#### Challenge
Please say, from the bilingual education article, how much federal appropriations for bilingual education add up to today.

#### Page
━━━━━━━━━━
When It Takes Two Languages To Teach The Three R's...

More and more, U.S. schools are going bilingual, teaching foreign-speaking children in their native languages - but not without controversy

In a new and disputed program called bilingual education, public schools are planning to teach more than 200,000 children this fall in languages other than English.

Most of the instruction is to be in Spanish, for the benefit of large Puerto Rican, Cuban and Mexican elements in the population. But 41 other languages, including American Indian and Eskimo, are to be used as well.

Crash surveys are under way to see if an estimated 56,000 Vietnamese refugee youngsters now in this country can be worked into the program.

Educators say that bilingual-bicultural education, if fully developed, could help an estimated 2.5 million American schoolchildren now struggling with language difficulties.

Opposed as “un-American.” In many areas the program is meeting resistance of parents and teachers who claim it is creating expensive dual-school systems and tending to polarize children of different nationalities. Some opponents feel that teaching in languages other than English is “un-American.”

The program is being encouraged by federal and State governments and has won the support of courts – on the ground that children do not receive a meaningful education when taught in a language they do not understand.

It was in 1967 that Congress passed the Bilingual Education Act. The law was affirmed by the Supreme Court last year when it rules that failure of the San Francisco school district to provide comprehensible instruction for its non-English-speaking Chinese students was a violation of their civil rights.

Today, federal appropriations for bilingual education add up to 450 million dollars, divided among the Office of Education and 18 other agencies.

In these programs, foreign-speaking students are taught subject matter first in their native tongue, while they learn English as a second language.

Subjects are taught totally in English only when the child is no longer handicapped by inability to communicate fully in the language. The programs stress incorporation of the minority child’s cultural traditions in the curriculum.

Approved, with conditions. Bilingual education has been endorsed by the traditionalist Council for Basic Education – but only “if the objective of fluency and a return to full-time English is clearly kept in mind, if the numbers of children in a given foreign-language group make it practical, and if competent teachers can be obtained.”

The council opposed the “misguided” practice of including English-speaking students in the programs so they can learn a second language. It said this tends to “downgrade the primacy of English in our society.”

Inclusion of English-speaking children is also a concern of parents like Mrs. Mary Orwick of Florida’s Dade County, who said she resented her two children having to take Spanish instruction daily. Her view: “If every culture came to America and demanded to be taught their own culture, we’d be nowhere. Why not learn American first?”
━━━━━━━━━━
#### Recorded data

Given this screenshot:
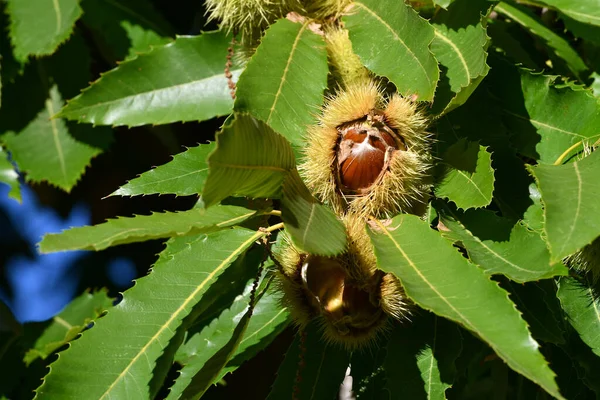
━━━━━━━━━━
#### Finished exercise
450 million dollars, divided among the Office of Education and 18 other agencies.